*Instructions to follow*:
An exact copy of every entry is needed, with the images left out.

*Material for this exercise*:

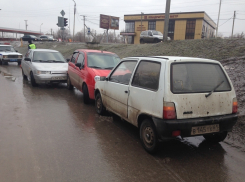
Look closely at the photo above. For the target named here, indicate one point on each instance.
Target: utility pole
(218, 20)
(74, 19)
(166, 21)
(233, 23)
(26, 24)
(84, 27)
(141, 20)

*Response to this exercise*:
Look closely at the photo above. For the target named here, indicate one point on each instance.
Target: utility pole
(218, 20)
(74, 19)
(166, 21)
(233, 23)
(26, 24)
(84, 27)
(141, 20)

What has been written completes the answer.